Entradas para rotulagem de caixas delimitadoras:
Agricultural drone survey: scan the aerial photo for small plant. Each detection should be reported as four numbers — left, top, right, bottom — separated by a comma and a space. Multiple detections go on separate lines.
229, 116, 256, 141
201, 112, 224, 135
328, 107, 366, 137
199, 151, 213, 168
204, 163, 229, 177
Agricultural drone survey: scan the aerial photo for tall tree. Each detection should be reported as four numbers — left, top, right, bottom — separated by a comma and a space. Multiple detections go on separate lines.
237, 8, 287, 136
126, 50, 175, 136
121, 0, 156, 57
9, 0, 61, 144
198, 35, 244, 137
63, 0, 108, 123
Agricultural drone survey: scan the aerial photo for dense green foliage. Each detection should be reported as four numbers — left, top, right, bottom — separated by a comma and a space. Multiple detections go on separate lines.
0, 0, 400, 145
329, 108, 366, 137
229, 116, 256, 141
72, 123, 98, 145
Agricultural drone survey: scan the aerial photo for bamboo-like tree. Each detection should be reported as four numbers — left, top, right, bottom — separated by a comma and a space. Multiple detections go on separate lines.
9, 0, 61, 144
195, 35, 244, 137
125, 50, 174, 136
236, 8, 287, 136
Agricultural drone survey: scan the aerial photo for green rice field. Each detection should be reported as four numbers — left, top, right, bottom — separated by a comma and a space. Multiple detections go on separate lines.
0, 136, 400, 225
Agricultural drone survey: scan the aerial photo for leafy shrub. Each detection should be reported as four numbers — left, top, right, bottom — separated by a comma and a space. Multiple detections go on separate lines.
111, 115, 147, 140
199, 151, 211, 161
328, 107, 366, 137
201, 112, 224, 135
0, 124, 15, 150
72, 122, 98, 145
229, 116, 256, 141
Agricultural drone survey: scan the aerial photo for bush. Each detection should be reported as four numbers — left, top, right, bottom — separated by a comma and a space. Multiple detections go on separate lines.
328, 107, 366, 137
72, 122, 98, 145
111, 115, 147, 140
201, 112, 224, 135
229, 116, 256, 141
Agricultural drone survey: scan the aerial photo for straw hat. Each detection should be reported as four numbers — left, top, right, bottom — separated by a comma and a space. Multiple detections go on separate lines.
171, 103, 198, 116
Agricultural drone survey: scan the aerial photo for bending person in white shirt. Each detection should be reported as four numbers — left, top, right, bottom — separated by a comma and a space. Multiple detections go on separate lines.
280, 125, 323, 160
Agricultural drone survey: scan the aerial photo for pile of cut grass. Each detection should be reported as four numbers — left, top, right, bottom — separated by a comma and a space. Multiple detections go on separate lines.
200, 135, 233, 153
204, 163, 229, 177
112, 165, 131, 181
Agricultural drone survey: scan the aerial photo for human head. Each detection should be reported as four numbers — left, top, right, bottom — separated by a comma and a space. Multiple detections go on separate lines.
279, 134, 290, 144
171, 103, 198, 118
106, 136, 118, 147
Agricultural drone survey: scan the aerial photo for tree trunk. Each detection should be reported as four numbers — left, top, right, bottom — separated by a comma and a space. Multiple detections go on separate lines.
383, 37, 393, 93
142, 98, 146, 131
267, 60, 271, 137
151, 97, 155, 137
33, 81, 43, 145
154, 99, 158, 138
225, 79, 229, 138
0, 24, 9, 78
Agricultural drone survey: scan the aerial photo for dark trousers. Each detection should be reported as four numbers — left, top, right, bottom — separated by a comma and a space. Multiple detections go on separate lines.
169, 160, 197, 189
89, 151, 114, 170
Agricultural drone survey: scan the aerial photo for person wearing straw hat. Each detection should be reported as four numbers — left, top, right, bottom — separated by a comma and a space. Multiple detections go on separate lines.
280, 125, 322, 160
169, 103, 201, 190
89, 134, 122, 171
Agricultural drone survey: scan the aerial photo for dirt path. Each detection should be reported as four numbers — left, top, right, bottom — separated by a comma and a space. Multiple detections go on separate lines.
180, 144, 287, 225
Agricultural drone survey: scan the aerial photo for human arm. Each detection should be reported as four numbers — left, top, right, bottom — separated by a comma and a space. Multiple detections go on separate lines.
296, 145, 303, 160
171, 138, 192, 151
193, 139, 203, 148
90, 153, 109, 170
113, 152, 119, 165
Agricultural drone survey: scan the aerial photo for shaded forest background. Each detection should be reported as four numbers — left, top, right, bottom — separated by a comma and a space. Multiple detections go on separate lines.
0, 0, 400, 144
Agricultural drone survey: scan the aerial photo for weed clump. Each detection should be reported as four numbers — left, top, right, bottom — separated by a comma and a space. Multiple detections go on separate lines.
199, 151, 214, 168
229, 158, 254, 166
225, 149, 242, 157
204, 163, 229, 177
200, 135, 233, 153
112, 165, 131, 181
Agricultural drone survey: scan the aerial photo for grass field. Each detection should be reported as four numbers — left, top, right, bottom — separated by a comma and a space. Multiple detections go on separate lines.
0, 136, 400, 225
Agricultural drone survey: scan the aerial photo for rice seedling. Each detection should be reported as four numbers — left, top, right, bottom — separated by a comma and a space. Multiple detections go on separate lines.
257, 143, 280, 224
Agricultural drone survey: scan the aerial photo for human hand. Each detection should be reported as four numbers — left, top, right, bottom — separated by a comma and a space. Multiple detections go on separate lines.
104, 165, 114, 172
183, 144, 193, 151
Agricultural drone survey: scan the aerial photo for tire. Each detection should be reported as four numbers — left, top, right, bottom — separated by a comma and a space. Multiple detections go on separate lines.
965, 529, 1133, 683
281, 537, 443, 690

* TAREFA A FAZER: Copie integralmente as linhas começando no início das entradas e terminando na linha que contém "63, 0, 108, 123", com as duas extremidades incluídas. Ajuste cada coordenada de caixa delimitadora somando -43 a ela.

* RESULTADO FINAL:
Agricultural drone survey: scan the aerial photo for small plant. Each detection should be reported as four numbers — left, top, right, bottom — separated by a comma and a space. Multiple detections go on separate lines.
186, 73, 213, 98
158, 69, 181, 92
285, 64, 323, 94
156, 108, 170, 125
161, 120, 186, 134
Agricultural drone survey: scan the aerial photo for tall tree. Each detection should be reported as four numbers — left, top, right, bottom — separated by a comma and a space. Multiple detections go on separate lines.
194, -35, 244, 93
83, 7, 132, 93
78, -43, 113, 14
-34, -43, 18, 101
155, -8, 201, 94
20, -43, 65, 80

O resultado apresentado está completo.